[Provided passage]
════════

Inside Ferrari Elettrica: Battery Secrets, Twin Axles, and Active Suspension Explained
Ferrari has circled Capital Markets Day 2025 as the moment it shows the world the production-ready chassis and core systems of its first full-electric car, a turning point in Maranello’s multi-energy strategy that already spans internal combustion engines, hybrid electric powertrains, and plug-in hybrid electric powertrains. The mission is simple and bold: electrification that still feels unmistakably Ferrari. That promise begins with something deeply traditional for the marque — designing and building the most important parts in house — and stretches into a battery-electric architecture loaded with patented ideas that exist for one job only: deliver speed, feel, and soul.
The groundwork has been years in the making. Lessons started with Formula 1-inspired hybrid experiments in 2009, moved through the 599 HY-KERS in 2010, the LaFerrari in 2013, the SF90 Stradale, and the 296 GTB, and even informed the recently shown 849 Testarossa project. With each step, Ferrari banked knowledge until the technology could honor its values. That threshold is now crossed, backed by over 60 proprietary patents. Sustainability is built in too: both chassis and bodyshell use 75% recycled aluminum, trimming an estimated 6.7 tons of carbon dioxide per car without compromising stiffness or precision.

════════

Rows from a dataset
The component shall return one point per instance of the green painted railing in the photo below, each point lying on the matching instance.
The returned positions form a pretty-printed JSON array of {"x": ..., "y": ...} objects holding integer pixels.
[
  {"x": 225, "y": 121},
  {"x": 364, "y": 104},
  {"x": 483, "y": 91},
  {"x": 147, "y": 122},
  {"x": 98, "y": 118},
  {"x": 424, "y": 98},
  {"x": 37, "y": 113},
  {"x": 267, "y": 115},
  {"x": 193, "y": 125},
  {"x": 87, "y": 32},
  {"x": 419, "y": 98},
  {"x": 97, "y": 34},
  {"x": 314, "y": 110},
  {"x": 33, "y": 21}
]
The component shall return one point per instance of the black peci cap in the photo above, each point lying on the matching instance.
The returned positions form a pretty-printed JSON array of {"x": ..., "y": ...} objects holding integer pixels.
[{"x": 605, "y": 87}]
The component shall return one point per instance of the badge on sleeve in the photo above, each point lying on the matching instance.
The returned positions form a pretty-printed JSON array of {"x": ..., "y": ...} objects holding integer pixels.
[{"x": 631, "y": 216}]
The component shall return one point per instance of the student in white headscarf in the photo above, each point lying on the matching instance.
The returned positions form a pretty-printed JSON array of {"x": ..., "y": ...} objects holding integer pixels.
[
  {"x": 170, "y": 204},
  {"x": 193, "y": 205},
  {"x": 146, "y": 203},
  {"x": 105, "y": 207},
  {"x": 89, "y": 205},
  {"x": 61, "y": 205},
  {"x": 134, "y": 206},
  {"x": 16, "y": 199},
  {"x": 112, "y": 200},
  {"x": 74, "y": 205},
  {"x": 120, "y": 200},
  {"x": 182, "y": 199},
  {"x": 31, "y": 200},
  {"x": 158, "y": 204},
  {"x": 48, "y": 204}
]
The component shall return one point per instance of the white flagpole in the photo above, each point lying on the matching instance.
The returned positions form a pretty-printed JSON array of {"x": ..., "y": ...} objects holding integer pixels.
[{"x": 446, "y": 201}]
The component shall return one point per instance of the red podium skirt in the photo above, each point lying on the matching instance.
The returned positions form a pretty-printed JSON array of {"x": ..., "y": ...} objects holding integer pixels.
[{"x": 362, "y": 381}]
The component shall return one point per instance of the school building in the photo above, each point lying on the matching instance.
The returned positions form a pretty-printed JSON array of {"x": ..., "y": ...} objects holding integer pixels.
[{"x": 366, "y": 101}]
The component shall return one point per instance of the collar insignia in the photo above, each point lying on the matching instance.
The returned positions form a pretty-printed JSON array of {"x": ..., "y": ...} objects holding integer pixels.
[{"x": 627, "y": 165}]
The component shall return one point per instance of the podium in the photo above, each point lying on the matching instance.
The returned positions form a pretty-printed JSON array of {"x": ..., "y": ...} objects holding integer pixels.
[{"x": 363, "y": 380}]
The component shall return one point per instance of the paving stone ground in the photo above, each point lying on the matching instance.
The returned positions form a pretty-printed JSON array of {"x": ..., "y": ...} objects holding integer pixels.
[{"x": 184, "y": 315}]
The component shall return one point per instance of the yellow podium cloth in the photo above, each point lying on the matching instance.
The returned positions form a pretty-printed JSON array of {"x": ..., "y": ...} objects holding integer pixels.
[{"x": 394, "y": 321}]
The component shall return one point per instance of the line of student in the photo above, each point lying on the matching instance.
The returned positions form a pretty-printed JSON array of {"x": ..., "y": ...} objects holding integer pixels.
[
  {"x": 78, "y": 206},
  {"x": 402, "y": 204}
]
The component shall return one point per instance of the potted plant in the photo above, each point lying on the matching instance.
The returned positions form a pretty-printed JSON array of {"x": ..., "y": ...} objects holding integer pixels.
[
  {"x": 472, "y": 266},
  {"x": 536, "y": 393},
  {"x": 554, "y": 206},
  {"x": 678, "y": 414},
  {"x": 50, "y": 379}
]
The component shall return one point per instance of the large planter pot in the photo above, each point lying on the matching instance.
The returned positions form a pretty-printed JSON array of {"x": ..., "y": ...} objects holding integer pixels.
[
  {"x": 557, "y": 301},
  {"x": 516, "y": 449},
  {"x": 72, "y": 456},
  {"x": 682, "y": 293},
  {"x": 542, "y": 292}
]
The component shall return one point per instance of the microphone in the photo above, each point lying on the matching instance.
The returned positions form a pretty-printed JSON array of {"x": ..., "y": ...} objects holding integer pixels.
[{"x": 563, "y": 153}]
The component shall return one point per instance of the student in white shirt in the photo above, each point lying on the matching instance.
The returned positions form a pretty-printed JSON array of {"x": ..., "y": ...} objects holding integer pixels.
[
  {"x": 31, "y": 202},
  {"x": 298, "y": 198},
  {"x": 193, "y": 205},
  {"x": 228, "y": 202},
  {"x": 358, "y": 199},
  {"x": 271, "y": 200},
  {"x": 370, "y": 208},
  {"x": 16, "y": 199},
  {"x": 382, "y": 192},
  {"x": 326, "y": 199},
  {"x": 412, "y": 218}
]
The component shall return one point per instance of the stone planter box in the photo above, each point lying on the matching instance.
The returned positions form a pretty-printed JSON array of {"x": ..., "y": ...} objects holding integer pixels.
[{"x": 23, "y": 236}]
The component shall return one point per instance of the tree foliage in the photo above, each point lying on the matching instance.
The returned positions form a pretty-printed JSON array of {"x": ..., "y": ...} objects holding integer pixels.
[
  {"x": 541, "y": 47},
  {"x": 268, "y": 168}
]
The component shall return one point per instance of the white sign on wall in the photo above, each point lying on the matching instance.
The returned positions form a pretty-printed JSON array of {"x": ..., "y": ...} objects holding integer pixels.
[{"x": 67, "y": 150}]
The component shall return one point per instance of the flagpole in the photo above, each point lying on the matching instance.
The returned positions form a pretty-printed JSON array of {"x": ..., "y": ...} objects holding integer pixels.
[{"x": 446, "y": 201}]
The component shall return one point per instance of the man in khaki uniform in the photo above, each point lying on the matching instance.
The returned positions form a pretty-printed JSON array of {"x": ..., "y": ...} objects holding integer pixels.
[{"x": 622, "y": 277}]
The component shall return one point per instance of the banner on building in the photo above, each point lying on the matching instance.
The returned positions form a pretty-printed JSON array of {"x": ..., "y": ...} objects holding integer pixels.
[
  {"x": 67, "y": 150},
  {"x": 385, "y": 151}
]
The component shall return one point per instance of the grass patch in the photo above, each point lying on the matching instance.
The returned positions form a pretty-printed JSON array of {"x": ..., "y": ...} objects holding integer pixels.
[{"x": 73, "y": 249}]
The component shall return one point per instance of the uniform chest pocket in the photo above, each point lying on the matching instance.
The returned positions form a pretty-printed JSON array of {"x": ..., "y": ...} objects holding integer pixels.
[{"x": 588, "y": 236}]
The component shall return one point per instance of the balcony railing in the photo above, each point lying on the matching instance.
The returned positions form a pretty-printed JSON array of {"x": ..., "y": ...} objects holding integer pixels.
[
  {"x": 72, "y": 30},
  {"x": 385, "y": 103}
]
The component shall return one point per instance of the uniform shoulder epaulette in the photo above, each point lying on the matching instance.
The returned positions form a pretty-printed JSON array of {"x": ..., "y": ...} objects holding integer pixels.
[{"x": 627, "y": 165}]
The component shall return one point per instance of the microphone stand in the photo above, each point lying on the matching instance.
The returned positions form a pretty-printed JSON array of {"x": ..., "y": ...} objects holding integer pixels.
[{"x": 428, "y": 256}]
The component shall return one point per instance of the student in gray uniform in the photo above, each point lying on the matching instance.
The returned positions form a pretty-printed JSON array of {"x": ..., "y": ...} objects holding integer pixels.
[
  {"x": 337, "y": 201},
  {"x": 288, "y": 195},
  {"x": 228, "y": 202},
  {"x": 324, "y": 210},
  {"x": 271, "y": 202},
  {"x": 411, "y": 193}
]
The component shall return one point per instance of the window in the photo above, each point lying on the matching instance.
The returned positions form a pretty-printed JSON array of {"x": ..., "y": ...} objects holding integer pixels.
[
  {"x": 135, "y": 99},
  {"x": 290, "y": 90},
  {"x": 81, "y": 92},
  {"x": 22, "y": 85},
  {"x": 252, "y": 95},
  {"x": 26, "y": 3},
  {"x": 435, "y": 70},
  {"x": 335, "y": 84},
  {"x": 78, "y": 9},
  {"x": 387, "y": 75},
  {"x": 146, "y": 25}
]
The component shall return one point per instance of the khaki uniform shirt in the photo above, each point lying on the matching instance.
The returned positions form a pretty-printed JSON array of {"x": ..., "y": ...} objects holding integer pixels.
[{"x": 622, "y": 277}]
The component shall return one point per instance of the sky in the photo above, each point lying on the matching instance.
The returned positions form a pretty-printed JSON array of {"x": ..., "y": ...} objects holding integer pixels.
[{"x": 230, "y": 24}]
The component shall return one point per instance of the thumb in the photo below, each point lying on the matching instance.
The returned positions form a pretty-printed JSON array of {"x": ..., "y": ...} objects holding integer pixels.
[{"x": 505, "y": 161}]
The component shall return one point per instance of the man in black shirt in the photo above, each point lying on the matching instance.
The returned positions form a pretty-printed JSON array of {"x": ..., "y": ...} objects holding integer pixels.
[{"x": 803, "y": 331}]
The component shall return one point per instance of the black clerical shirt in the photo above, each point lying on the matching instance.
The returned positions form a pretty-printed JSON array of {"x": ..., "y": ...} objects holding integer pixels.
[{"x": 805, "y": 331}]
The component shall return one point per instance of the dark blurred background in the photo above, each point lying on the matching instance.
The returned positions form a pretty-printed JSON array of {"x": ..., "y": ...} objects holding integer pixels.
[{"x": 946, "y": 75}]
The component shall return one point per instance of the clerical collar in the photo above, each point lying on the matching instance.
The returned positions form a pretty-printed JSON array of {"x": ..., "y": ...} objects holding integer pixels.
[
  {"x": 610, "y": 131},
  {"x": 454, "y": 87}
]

════════

[Required tasks]
1. In the Ferrari Elettrica article, what percentage of recycled aluminum goes into the chassis and bodyshell?
2. Carry on with the Ferrari Elettrica article from the point where it stops.
The records have nothing to do with this.

[Task-by-task answers]
1. 75%

2.
Proportions are deliberately athletic. Overhangs are short, the driving position sits close to the front axle, and the battery lives low in the floor between the axles. About 85% of the modules occupy the lowest plane possible, dropping the center of gravity by 80 millimeters versus a comparable internal combustion engine model and sharpening the car’s rotation and stability. At the rear, Ferrari debuts a separate elasticized subframe designed to filter noise and vibration while preserving lateral stiffness, so the chassis still talks to the driver the way a Ferrari should. The third generation 48 volt active suspension system — evolved from the Purosangue and the F80 program — spreads cornering forces more intelligently across all four contact patches, increasing comfort and discipline at the same time.
The powertrain is a twin-axle symphony executed entirely in house. Each axle carries a pair of permanent magnet synchronous motors with motorsport-derived Halbach array rotors for intense torque density. The front axle reaches 3.23 kilowatts per kilogram with peak efficiency of 93%, while the rear axle climbs to 4.8 kilowatts per kilogram at the same peak efficiency. The front inverter is fully integrated into the axle, delivers up to 300 kilowatts, and weighs just 9 kilograms — packaging that pays back in agility and thermal control. A disconnect system lets the front axle decouple at any speed to run pure rear-wheel drive for efficiency, then re-engage seamlessly when conditions demand traction or the driver wants maximum attack.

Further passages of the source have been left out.